** start Record set **
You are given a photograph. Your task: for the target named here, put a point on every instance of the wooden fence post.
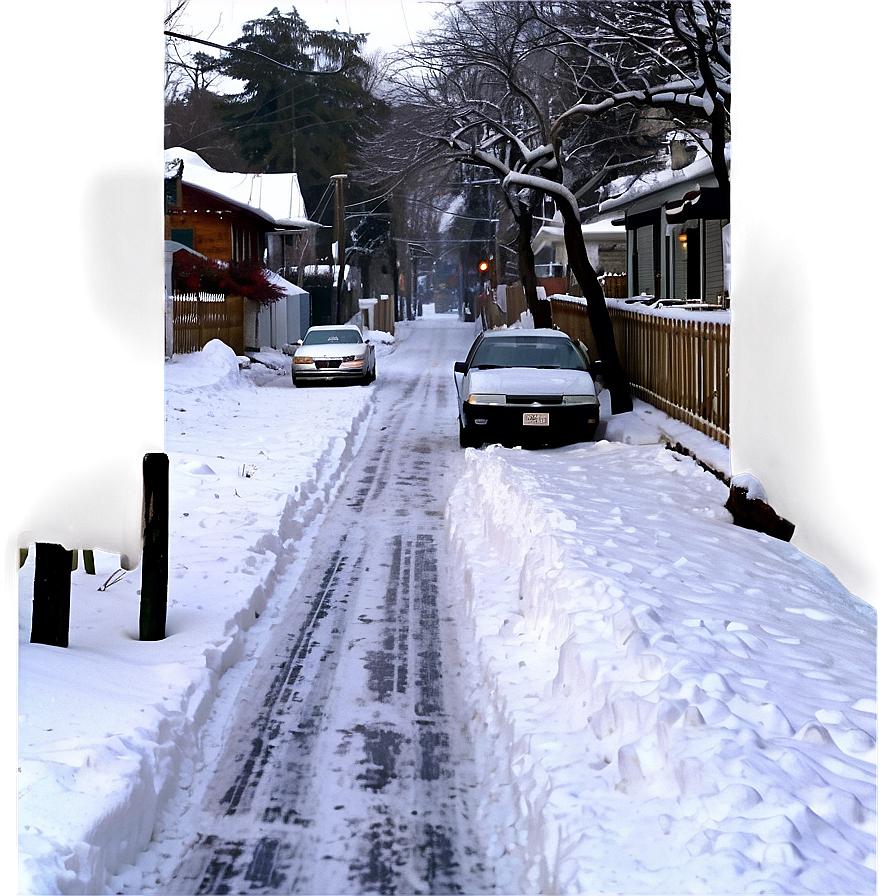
(154, 593)
(52, 595)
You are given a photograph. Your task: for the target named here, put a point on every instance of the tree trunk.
(598, 316)
(541, 311)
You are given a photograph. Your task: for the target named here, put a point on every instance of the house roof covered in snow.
(600, 230)
(276, 197)
(634, 194)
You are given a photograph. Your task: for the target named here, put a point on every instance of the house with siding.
(235, 217)
(678, 233)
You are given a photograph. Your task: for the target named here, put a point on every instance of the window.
(184, 236)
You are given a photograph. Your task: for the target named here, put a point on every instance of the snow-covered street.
(634, 694)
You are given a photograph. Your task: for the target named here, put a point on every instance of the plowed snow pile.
(678, 705)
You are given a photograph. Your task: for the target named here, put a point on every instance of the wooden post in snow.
(154, 593)
(52, 595)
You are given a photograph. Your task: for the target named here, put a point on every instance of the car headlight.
(579, 399)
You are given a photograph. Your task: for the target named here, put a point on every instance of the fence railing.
(200, 317)
(678, 365)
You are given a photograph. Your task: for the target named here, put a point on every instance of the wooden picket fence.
(200, 317)
(678, 365)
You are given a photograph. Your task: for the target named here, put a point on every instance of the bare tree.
(486, 89)
(672, 56)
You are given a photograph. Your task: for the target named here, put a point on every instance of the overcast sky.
(388, 23)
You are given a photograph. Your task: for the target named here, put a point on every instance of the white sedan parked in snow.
(334, 353)
(525, 387)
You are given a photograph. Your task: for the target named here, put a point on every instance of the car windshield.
(528, 351)
(332, 337)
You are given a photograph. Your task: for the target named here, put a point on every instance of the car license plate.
(536, 419)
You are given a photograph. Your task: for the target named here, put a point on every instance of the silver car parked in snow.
(334, 354)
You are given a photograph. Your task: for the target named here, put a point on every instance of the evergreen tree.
(306, 100)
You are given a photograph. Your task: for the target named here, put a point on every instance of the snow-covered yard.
(678, 705)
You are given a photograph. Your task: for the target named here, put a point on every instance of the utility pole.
(338, 181)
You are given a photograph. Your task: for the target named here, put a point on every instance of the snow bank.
(672, 704)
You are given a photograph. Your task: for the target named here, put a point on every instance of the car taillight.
(486, 398)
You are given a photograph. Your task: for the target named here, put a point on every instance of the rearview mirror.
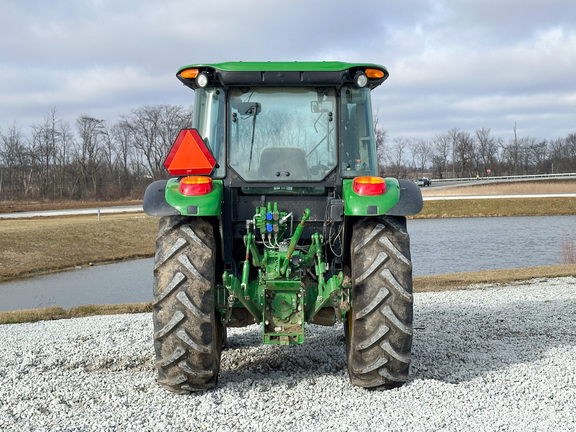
(320, 107)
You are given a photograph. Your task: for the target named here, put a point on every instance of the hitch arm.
(294, 241)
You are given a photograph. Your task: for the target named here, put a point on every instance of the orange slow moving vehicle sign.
(189, 155)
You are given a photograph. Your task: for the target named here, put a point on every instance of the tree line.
(461, 154)
(92, 160)
(97, 160)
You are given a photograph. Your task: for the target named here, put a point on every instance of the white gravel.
(490, 358)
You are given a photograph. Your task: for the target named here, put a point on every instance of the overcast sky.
(452, 63)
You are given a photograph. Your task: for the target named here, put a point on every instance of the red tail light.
(191, 186)
(369, 185)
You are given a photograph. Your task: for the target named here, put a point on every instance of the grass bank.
(35, 246)
(454, 281)
(44, 245)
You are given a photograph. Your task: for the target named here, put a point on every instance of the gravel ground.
(490, 358)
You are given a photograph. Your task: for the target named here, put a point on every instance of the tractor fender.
(154, 203)
(410, 202)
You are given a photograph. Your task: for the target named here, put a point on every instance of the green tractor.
(276, 215)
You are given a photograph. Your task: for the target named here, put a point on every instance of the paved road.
(70, 212)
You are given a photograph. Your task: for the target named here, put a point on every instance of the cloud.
(479, 63)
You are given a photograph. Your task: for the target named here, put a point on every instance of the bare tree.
(154, 129)
(442, 146)
(90, 152)
(487, 150)
(421, 153)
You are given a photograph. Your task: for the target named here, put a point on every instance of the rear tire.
(379, 326)
(187, 332)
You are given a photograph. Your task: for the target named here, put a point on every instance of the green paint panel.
(370, 205)
(198, 205)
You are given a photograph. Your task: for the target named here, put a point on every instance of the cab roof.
(325, 73)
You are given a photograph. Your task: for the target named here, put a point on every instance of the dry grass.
(26, 206)
(41, 245)
(498, 207)
(455, 281)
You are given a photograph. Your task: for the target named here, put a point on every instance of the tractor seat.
(283, 163)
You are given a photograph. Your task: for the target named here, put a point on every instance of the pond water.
(438, 246)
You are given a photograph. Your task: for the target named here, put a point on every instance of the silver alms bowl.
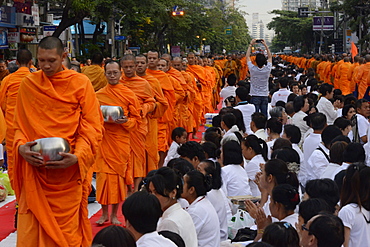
(50, 147)
(111, 113)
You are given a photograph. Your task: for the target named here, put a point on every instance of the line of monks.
(339, 71)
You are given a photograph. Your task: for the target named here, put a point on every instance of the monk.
(113, 156)
(8, 98)
(179, 85)
(187, 110)
(362, 74)
(3, 70)
(143, 92)
(95, 72)
(151, 141)
(344, 83)
(52, 195)
(169, 93)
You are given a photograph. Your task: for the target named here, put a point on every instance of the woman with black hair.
(355, 206)
(284, 200)
(274, 172)
(255, 150)
(167, 186)
(234, 177)
(204, 216)
(216, 196)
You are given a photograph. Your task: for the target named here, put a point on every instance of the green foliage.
(290, 30)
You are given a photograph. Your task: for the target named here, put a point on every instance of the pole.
(322, 32)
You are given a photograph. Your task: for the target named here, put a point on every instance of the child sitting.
(178, 136)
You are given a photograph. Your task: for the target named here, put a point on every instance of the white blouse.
(206, 222)
(177, 220)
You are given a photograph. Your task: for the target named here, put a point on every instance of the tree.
(291, 30)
** end Record set **
Your instructions ▸ Rewrite all the lines above, replacing "put a point on" with "place a marker on" everywhere and leaving everything else unchanged. Leave the pictures out of your answer.

Expected answer ▸
You are given a photograph. Your task: for the target named here, place a marker on every instance of the wooden fence post.
(154, 593)
(52, 595)
You are given a photograph. Your task: for the target named here, place a marker on every instance of the tree trunk.
(598, 316)
(541, 311)
You are given a photograph. Your task: for the target named here, place a marker on every instance of the house roof covered in snow.
(600, 230)
(276, 197)
(634, 194)
You are given a photograph. Your task: for the target named here, place a marker on every instance of the house with siding.
(235, 217)
(678, 233)
You are given a photograph. Your task: for the target named here, place a marker on every instance of the window.
(184, 236)
You are given a photograph. Your task: for the target named here, place a marker on every instance of the snow-covered street.
(634, 694)
You are given a photograph. Your task: for the target named here, place a marker on every instance of the plowed snow pile.
(678, 705)
You are given a photograph. Your task: for the target named here, place a marker on every instance of the wooden post in snow.
(154, 593)
(52, 595)
You are given a photograph. Your task: for the target named here, place a marker on every instance of the car headlight.
(579, 399)
You are given a photograph. Your task: for the target named here, place a marker on every instance of the fence railing.
(200, 317)
(678, 365)
You are given a photograph. Your task: for the target named here, place a marker on every instance of the wooden picket fence.
(200, 317)
(678, 365)
You are given a photograph. Your task: for the target named here, place a marker on every instance of the bare tree.
(486, 89)
(672, 56)
You are given a photograph. Your task: for the target named here, place a marker on every instance of the overcast sky.
(388, 23)
You are given a photograph. Your task: for the target named here, place a marker on every instance of the white sedan parked in snow.
(334, 353)
(525, 387)
You are given a photograph. Your task: for the target named here, place a marker on every instance of the car windshield.
(528, 351)
(332, 337)
You are given a photograph. Your task: for the target named here, place a marker on every instance of the car license plate.
(536, 419)
You are given a photograph. Your task: for the target named here, place a marker on every instance of the silver car parked in snow.
(334, 354)
You are given a photograph. Your task: for the target named here, place a marker on every instance of the evergreen tree.
(306, 100)
You are given a photograph. Your task: for the target named here, place a marker on every instance of the snow-covered yard.
(678, 705)
You are given a photograph. Your task: for the target named here, place a marker on every instance of the utility pole.
(338, 181)
You are given a photograph. Your task: for the target named here, place a marker on every instance of the snow bank.
(672, 704)
You are given a photograph. Your task: for the target named here, place a marker on every instance of the car taillight.
(486, 398)
You are given a photograph. Your task: for the target named here, place a marker on every instance of the rearview mirror.
(320, 107)
You are given a photograph. Your task: for the target named here, place a marker on every instance of the hitch arm.
(294, 241)
You are given a photograph. Your task: for the target named here, place a marker on every instance of the orange slow moving vehicle sign.
(189, 155)
You are given a photograph. Your task: for the target named here, place a marker on every instance of the tree line.
(461, 154)
(92, 160)
(97, 160)
You are given a photograph. Your task: for the target named here, place a marker on every instance of the white gravel.
(490, 358)
You are given a photograph. Your task: for the target named here, place a marker on every instance of the overcast sky.
(452, 63)
You are given a photograph. Your task: for the target named here, place a marker on every instance of the red tail light.
(191, 186)
(369, 185)
You are given a photograph. Your task: for the target named here, place a marker on every instance of the grass bank.
(35, 246)
(454, 281)
(44, 245)
You are given a photograph. Your task: for the target named here, place a marker on every instance of the gravel ground.
(490, 358)
You are given a photograph. Your task: for the target named here, place a marker on every instance of the tractor fender.
(154, 203)
(410, 202)
You are given a photograph. Your task: for the target named here, place a marker on every instance of the green tractor.
(276, 215)
You are given a photograph. Your task: for the target named here, place a marker on every instance of the paved road.
(70, 212)
You are given a photograph. Your task: for the target named here, place a marker on every instance of the cloud.
(479, 63)
You are given a photograph. Your task: for the target named here, place a marker on every instance of the bare tree.
(154, 129)
(442, 146)
(90, 152)
(487, 150)
(421, 153)
You are given a photograph. Your task: for the target named here, place a marker on every instance of the rear tire.
(379, 326)
(187, 332)
You are given a photograph. Your task: for the target named here, place a marker on every instance of the green paint panel.
(370, 205)
(198, 205)
You are given a photograph. Your task: for the target named here, place a marker on every instance of the cab roof.
(325, 73)
You are given a photograph. Your task: for the target named here, place a marker on every instance of the dry grass.
(26, 206)
(41, 245)
(498, 207)
(455, 281)
You are given a photograph. Your task: for the target named here, place a marker on every instance of the tractor seat.
(283, 163)
You are given a photograph. Your task: for the target named here, place a marker on every instance of the pond water.
(438, 246)
You are given a photograph. Your task: for the target named here, place a marker on every instance of the silver alms bowl.
(50, 147)
(111, 113)
You are given a photograph. Your task: for the target named here, place a marker on every instance of the line of monks.
(339, 71)
You are given a photograph. Your task: for the target named here, place a marker on every instance of the monk.
(113, 156)
(8, 98)
(179, 85)
(187, 110)
(362, 74)
(3, 70)
(143, 92)
(95, 72)
(151, 141)
(344, 83)
(52, 195)
(169, 93)
You are given a photograph. Your task: for the target named here, place a marker on every instance of the woman with black hair.
(355, 206)
(284, 200)
(274, 172)
(255, 150)
(167, 186)
(234, 177)
(204, 216)
(216, 196)
You are given a photograph. Your task: for the target named here, place a marker on every instance of the green foliage.
(290, 30)
You are given a photograph. Your task: for the target named here, place a marker on every instance of the pole.
(322, 32)
You are given a photograph. Your task: for the target named here, place a marker on every instance of the child sitting.
(178, 136)
You are given a photograph. Your task: for the target named here, place a marker on every instance of the white blouse.
(206, 222)
(177, 220)
You are given a photograph. Your task: for the target named here, place a marker on every instance of the tree.
(291, 30)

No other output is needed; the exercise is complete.